__Data records__:
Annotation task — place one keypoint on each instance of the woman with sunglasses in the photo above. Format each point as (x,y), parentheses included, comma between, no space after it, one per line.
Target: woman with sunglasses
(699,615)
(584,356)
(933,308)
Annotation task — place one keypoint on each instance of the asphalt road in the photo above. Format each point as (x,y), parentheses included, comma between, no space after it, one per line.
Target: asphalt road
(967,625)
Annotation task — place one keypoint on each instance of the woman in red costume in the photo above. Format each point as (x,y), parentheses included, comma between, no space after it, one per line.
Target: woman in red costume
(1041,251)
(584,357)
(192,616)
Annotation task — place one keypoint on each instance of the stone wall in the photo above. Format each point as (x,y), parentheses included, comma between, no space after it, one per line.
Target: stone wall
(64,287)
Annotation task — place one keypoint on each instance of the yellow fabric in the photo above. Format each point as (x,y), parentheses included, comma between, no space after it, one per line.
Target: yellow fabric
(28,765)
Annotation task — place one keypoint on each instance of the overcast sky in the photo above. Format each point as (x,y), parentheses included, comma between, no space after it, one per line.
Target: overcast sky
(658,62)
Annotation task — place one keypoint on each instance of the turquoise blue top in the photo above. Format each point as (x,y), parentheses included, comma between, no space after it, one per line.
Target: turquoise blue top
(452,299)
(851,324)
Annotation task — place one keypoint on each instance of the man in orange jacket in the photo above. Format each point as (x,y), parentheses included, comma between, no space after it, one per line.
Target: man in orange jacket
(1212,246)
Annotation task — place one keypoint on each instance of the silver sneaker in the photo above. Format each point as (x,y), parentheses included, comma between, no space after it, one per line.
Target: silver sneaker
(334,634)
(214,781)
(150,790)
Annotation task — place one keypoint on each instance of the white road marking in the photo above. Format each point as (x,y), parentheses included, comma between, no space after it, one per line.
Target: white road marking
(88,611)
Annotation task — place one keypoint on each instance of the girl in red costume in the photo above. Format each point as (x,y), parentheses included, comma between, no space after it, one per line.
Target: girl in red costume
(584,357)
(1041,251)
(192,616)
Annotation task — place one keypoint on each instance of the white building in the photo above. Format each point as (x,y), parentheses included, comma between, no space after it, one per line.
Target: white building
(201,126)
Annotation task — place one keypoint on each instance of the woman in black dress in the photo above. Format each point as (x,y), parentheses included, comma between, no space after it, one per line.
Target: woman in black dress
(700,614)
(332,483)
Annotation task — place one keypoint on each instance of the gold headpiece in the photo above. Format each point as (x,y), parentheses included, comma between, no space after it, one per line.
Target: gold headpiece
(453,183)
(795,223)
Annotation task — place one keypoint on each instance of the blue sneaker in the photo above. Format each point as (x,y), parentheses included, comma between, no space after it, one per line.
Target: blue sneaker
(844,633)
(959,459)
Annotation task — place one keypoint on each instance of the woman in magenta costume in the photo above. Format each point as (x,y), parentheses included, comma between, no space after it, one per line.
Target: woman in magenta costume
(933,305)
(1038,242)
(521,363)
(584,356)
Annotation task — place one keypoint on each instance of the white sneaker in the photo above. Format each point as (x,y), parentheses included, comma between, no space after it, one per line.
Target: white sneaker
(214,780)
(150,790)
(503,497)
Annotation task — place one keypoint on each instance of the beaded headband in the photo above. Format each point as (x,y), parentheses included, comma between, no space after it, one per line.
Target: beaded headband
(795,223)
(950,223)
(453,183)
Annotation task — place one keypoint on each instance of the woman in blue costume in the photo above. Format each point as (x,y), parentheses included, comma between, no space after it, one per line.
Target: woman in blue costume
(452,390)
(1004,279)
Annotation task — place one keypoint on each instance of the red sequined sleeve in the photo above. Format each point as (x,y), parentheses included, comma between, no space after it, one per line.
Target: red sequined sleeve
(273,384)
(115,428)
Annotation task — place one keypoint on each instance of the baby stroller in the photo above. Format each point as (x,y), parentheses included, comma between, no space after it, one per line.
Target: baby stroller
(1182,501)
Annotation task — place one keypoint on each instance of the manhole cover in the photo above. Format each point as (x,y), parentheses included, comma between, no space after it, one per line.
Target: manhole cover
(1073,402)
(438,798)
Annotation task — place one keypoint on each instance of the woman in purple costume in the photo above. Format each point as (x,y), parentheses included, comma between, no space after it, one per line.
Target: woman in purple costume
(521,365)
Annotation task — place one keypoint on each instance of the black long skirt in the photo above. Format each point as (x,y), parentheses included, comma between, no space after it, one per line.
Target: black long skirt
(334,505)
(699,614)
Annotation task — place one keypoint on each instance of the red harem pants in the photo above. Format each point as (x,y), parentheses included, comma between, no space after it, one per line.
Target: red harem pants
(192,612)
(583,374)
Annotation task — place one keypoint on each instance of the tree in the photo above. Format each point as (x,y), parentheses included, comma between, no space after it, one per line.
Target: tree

__To be done__: Repeat all of the records above exactly as they appear.

__Task result__:
Annotation task — place one keypoint on each instance of the woman with sunglasses in the photo above. Format each point as (x,y), parentheses included, comma between, no space after it, one per line.
Target: woman with sunglasses
(699,615)
(584,356)
(933,308)
Annotation task — place one keypoint on each instance of the asphalt road in the photo above. Format each point as (x,y), parentheses included, comma between, no space after it, one per line.
Target: asphalt road
(967,625)
Annotation task — place one keypoint on each instance of the woman in red costume in the photo above. Format each point as (x,y), parentheses included, comma between, no space after it, one per line.
Target: woman in red costume
(1041,251)
(584,357)
(192,616)
Annotation task — place one keypoint on each instance of the stone wall in the photo above. Format each point as (x,y), parentheses included, comma between, no space after it, one per line.
Target: stone wall
(64,287)
Annotation task — place one keypoint on each instance of the yellow fabric in the photo above. Format each point as (x,y), parentheses included, comma between, no space after it, one per line.
Target: yellow fabric
(28,765)
Annotation task — place one keypoint on each instance of the overcast sky in the photo above. Format each point as (x,y), parentheses included, comma between, no space after it, one per line.
Target: overcast sky
(658,62)
Annotation task — place one keypoint on each instance of the turquoise blue top in the photo above. Format each point as (x,y), parentheses included, comma between, no space after it, one per line.
Target: turquoise blue top
(452,299)
(851,324)
Annotation task — place one keypoint on each instance of the man in orange jacket in the photo above. Format each point as (x,y), parentheses included, comma between, no space after it, one per line.
Target: man in orange jacket
(1212,246)
Annotation task — place one keypoint on each instance of the silver sneaker in the photo above. Format each point as (x,y), parentheses included, comma between, no space after it, one per line.
Target: silver sneaker
(334,634)
(214,781)
(150,790)
Annotation task — place one keypoint on each instance of the white road marking in the photo above. Format each point as (x,y), parentheses included, comma between, no space after it, one per line.
Target: white road marking
(88,611)
Annotation task — place one keypoint on each instance of the girl in red costume in the photo above. Format each point as (x,y), parentheses included, comma between, no space after it, one per line.
Target: girl in red costume
(584,357)
(1041,251)
(192,616)
Annotation task — place one keypoint on each instance of the white building in the photo above. Format each point as (x,y), parentheses included, comma between, no space after it, one per line.
Target: white building
(201,126)
Annotation task — place one keypoint on each instance of the woman in black dress in the photo above. Format each point as (x,y), parentheses included, comma between, no space after it, one per line.
Target: woman in black dress
(700,614)
(332,483)
Annotation task — place one keypoint on each instance of the gold headpiece in the photo above. Format each point as (x,y), parentheses included, comma between, no space after it, one per line.
Target: gold headpiece
(453,183)
(795,223)
Annotation task — place one keypoint on each instance of the blue sneaker in the photo above. Format each point as (x,y), parentheses included, comma between, no space after it, one per line.
Target: blue sneaker
(844,633)
(959,459)
Annotation task — place one keypoint on each instance of the woman in magenta costume in the photo above. Format each point as (x,y), parentheses included, comma between, no space after it, one per line.
Target: woman in magenta costume
(933,305)
(1038,242)
(521,363)
(584,356)
Annotation task — place one keypoint on each instance of the white sneaker in the photo above. Format each point as (x,y), parentheses included, comma between, no space after it, one per line.
Target: white sneaker
(214,780)
(150,790)
(503,497)
Annotation task — place one keypoint on each instance of the beaded headband in the photo above. Format each point as (x,y), parentheses included, comma between, no space after it, one per line.
Target: beaded headband
(795,223)
(950,223)
(453,183)
Annotation task — place one keypoint on each instance of the woman in blue costume in the photo above. Format each point as (x,y), parentheses included, comma between, no space after it, one per line.
Target: woman in blue costume
(452,390)
(1004,279)
Annotation task — place one keypoint on each instance of the red sequined sleeve in the photo above. Format each point as (x,y), parentheses included, comma between, no space after it, one per line.
Target: red sequined sleeve
(273,384)
(115,428)
Annotation task — place one keypoint on each instance of the baby stroller in the photo above. Format each point as (x,y), parentheses included, comma between, no space after it, one per line.
Target: baby stroller
(1182,501)
Annotation task — place one keypoint on each instance of the manhole cover in the photo above. Format each point as (x,y), parentheses included, comma between, no space after it, one per line.
Target: manhole cover
(1073,402)
(438,798)
Annotation task — place one keypoint on each instance of the woman in purple costume in the photo above. Format each point as (x,y), parentheses included, comma between, no space after it, one per line.
Target: woman in purple costume
(521,365)
Annotation task — place one keypoint on each instance of the black long skirt in the photo above. Format each point as (x,y), parentheses included, comma between, no space after it, one per line.
Target: black long skirt
(334,505)
(699,614)
Annotation task — place one keypoint on each instance of the red harem pants in the photo above. Format each point as (x,y), parentheses included, comma between, no space after it, one per line.
Target: red harem pants
(192,612)
(583,374)
Annotation task — place one keypoint on each instance of the tree in the photo above. Format each point as (x,y), parentheses included, comma between, no space after it, one per line.
Target: tree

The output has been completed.